ESTRATTO DELLA PAGINA –

Il presente contributo analizza il tema della corporate violence e della giustizia riparativa all’indomani della Riforma Cartabia, nell’ottica di leggere questa rivoluzione culturale del processo penale attraverso la lente della criminalità d’impresa.
1. La giustizia riparativa nella Riforma Cartabia
Una delle principali novità della Riforma Cartabia è l’introduzione di una disciplina organica della giustizia riparativa nel sistema penale ordinario. Fino a questo momento, infatti, vi erano stati solo pochi e frammentati interventi legislativi in materia, essenzialmente nei settori del processo minorile e di quello dinnanzi al Giudice di Pace, con sparute forme di prima sperimentazione nel processo penale per gli adulti (fra tutte, la sospensione del procedimento con messa alla prova di cui all’art. 168 bis c.p. e la estinzione del reato per condotte riparatorie di cui all’art. 162 ter c.p., la cui ratio, a onor del vero, era più quella di deflazionare il carico giudiziario rispetto a reati di non particolare allarme sociale che non quella di favorire logiche di valorizzazione del ruolo della vittima e di gestione condivisa del conflitto).

VERIFICA DI COMPRENSIONE –
A – Secondo l'estratto sulla Riforma Cartabia, in quali settori si concentravano i pochi interventi legislativi sulla giustizia riparativa precedenti alla riforma?
B – Ripeti alla lettera il passo dell'estratto sulla Riforma Cartabia che comincia con "Il presente contributo" e prosegue fino a "della criminalità d’impresa.".

DATI GREZZI –
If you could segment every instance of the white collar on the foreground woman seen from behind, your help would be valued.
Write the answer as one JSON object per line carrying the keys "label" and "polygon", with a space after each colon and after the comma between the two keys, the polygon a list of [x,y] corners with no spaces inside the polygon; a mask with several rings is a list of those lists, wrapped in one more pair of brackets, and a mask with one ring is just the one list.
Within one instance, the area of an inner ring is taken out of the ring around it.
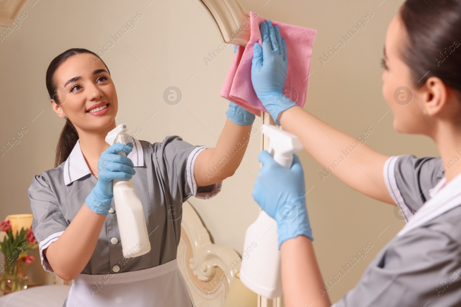
{"label": "white collar on the foreground woman seen from behind", "polygon": [[397,233],[398,237],[461,205],[461,174],[445,185],[446,180],[443,176],[437,185],[429,190],[431,198],[413,214]]}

SOLUZIONI PROPOSTE –
A – Nel processo minorile e in quello dinnanzi al Giudice di Pace.

B –
Il presente contributo analizza il tema della corporate violence e della giustizia riparativa all’indomani della Riforma Cartabia, nell’ottica di leggere questa rivoluzione culturale del processo penale attraverso la lente della criminalità d’impresa.